## Given problem
Switch every occurrence of "Mark one point" in the records below to "Place a single point", and reproduce all the lines with nothing else altered.

# # # # #

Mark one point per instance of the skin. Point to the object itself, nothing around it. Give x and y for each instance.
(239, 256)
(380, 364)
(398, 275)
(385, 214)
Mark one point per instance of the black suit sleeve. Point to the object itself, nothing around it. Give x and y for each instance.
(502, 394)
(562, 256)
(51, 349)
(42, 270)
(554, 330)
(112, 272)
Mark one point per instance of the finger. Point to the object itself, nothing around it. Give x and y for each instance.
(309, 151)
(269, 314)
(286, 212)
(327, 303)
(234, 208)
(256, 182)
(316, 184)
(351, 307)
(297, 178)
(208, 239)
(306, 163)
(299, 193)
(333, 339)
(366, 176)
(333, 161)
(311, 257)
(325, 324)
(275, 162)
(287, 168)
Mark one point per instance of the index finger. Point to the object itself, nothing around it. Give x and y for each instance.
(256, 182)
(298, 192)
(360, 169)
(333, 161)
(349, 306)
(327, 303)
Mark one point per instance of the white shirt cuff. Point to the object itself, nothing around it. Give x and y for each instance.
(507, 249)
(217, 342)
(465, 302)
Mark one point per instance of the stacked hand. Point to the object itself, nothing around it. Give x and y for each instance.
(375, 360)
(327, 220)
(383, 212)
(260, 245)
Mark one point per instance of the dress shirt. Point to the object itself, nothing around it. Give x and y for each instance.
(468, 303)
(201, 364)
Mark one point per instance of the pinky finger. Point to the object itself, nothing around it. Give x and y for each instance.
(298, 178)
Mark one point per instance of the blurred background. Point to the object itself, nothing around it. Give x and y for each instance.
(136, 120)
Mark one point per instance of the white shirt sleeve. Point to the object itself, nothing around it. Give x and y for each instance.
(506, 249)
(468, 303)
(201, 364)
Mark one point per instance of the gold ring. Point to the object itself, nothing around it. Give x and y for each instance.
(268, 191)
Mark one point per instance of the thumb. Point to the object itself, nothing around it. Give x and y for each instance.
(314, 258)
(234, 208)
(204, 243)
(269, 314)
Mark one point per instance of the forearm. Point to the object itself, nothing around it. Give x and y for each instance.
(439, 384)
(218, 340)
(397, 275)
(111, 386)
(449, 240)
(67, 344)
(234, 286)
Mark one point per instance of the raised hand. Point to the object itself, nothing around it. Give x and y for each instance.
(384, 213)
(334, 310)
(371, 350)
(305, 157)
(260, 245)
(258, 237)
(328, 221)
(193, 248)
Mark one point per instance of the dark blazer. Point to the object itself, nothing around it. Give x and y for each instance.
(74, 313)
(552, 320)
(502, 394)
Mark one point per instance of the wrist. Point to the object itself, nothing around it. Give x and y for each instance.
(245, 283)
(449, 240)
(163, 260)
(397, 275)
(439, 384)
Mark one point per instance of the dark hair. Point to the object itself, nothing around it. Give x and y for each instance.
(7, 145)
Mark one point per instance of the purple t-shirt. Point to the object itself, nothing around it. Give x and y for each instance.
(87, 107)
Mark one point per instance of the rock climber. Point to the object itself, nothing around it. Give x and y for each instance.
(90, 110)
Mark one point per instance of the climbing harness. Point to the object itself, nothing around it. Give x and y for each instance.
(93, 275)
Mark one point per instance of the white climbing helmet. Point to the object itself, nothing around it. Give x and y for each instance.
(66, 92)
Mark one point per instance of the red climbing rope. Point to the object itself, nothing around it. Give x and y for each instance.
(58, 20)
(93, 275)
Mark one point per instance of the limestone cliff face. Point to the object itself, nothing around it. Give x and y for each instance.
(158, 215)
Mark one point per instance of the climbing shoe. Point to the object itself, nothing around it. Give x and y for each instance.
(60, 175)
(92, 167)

# # # # #

## Exercise solution
Place a single point per instance of the skin. Point to the object itself, nothing around it. Give x and y for each instance.
(239, 256)
(380, 364)
(398, 275)
(385, 214)
Place a single point per instance of the black suit sleeve. Point to the object itself, nothing around it. Give x and y for each instance.
(502, 394)
(562, 256)
(51, 349)
(42, 270)
(554, 330)
(112, 272)
Place a single point per instance of the finger. Point to the object itself, nothing around it. Give x and y for each instance.
(309, 151)
(269, 314)
(286, 212)
(327, 303)
(234, 208)
(256, 182)
(316, 184)
(351, 307)
(297, 178)
(208, 239)
(306, 163)
(299, 193)
(333, 339)
(366, 176)
(333, 161)
(311, 257)
(325, 324)
(275, 162)
(287, 168)
Place a single point per instance of the index finger. Point to the object itself, nothing around it. Give x and y for each instance.
(256, 182)
(298, 192)
(360, 169)
(333, 161)
(349, 306)
(327, 303)
Place a single point per instance of the white shirt cuff. Point to the object itself, nothing around it. Give x and y for each instance.
(507, 249)
(217, 342)
(465, 302)
Place a single point per instance of the stacked hand. Point to the object itself, nothing around it. Give x and y for each instance.
(375, 360)
(327, 220)
(383, 212)
(260, 245)
Place a single point per instance of the dress shirt. Point to the object itself, nothing around it. Give x and y for each instance.
(468, 303)
(201, 364)
Place a single point per instance of the pinky finger. Point to the object itself, nothing around it. Give x and y for each instance.
(298, 178)
Place a single point per instance of the blurred background. Point to the object itself, nothing around it. Give x and y for each instance.
(136, 120)
Place a single point per instance of the white shirt sleeve. Point to the object itself, nothing around it. Give x and y for each instance.
(506, 249)
(468, 303)
(201, 364)
Place a single point per instance of the gold ring. Point to the object itself, nothing around it. Give x and y for each instance.
(268, 191)
Place a single point per instance of the thumb. Point to the object itself, nothing around it. Give x and y for each instance.
(314, 258)
(234, 208)
(204, 243)
(269, 314)
Place a single point per instance of the forearm. Point to the object itself, nothing around it. Give x and y for each instance.
(439, 384)
(218, 340)
(397, 275)
(111, 386)
(449, 240)
(67, 344)
(234, 286)
Place a single point per instance of the raised hand. Point to the object itself, nothing around it. Give x and y for each instance.
(384, 213)
(334, 310)
(371, 350)
(305, 157)
(260, 245)
(258, 237)
(328, 221)
(193, 248)
Place a single point per instance of the dark blazer. Point to the object itself, nothing around it. Give x and y for each instance.
(74, 313)
(552, 320)
(502, 394)
Place a single point per instance of the wrist. Point to the object itself, nothing around it. Give x and y for each instance.
(245, 283)
(449, 240)
(163, 260)
(397, 275)
(439, 384)
Place a single point per instance of the dark hair. Point to the object itself, nothing around it. Give x and y for each instance.
(7, 145)
Place a single point per instance of the purple t-shirt. Point to the object itself, nothing around it. Give x and y for each instance.
(87, 107)
Place a single point per instance of the rock climber. Point to the object itself, nothing around it. Give x and y for each instance.
(90, 110)
Place a single point per instance of the climbing harness. Point to the object itself, nothing around it. Give x and y for each instance.
(93, 275)
Place a single point per instance of the white climbing helmet. Point to the object itself, nothing around it. Give x and y for each instance.
(66, 92)
Place a single point per instance of the red climbing rope. Point to the object itself, nothing around it. Give x and y for each instance.
(58, 20)
(93, 275)
Place a single point per instance of the limestone cliff face. Point to the object itself, nothing around it. Give x and y for each instance.
(158, 215)
Place a single point per instance of the climbing shoe. Point to the object itself, nothing around it. Give x and y for each instance.
(60, 175)
(92, 167)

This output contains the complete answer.